Down to the last line, repeat the entries exactly.

** Opening Stored data block **

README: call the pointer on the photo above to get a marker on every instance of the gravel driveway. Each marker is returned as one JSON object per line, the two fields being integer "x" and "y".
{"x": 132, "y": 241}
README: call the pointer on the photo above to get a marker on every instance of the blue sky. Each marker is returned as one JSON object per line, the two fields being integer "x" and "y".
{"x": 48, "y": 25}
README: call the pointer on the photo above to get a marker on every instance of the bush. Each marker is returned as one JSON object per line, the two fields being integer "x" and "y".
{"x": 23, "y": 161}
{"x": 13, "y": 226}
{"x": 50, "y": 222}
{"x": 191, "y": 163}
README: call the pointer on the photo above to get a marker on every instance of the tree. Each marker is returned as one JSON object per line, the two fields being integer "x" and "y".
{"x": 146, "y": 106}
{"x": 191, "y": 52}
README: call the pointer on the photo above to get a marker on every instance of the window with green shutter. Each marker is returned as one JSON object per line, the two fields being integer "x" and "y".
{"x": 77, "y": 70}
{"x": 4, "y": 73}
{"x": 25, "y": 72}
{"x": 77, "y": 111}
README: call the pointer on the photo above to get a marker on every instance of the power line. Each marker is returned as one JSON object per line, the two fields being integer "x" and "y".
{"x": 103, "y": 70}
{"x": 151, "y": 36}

** Closing Stored data block **

#### Exercise result:
README: call the pointer on the photo above to get a marker on every instance of the gravel driveway. Each marker is returned as one JSON object per line, the two fields being integer "x" and "y".
{"x": 132, "y": 241}
README: call the pointer on the photo above to get a marker on every instance of the blue sky. Each marker is returned as one JSON object per line, the two fields being integer "x" and "y".
{"x": 48, "y": 25}
README: call the pointer on the photo above to get a marker on every instance of the bush. Each marker is returned as one JSON object per line, the two fields being integer "x" and "y".
{"x": 23, "y": 161}
{"x": 13, "y": 226}
{"x": 50, "y": 222}
{"x": 191, "y": 163}
README: call the pointer on the photo above to get a marker on every instance of the tree. Each marker is returned as one JSON object per line, the two fields being integer "x" and "y".
{"x": 146, "y": 106}
{"x": 191, "y": 52}
README: call the pointer on the photo above to get a marker on every instance of the window with green shutter. Each marker is returned as one JSON object per line, the two fields being integer "x" and "y".
{"x": 77, "y": 70}
{"x": 4, "y": 73}
{"x": 25, "y": 72}
{"x": 77, "y": 111}
README: call the pointer on the photo above to get a marker on every instance of the power line. Each marker is returned as one JSON object per line, the two fields being integer "x" and "y".
{"x": 103, "y": 70}
{"x": 151, "y": 36}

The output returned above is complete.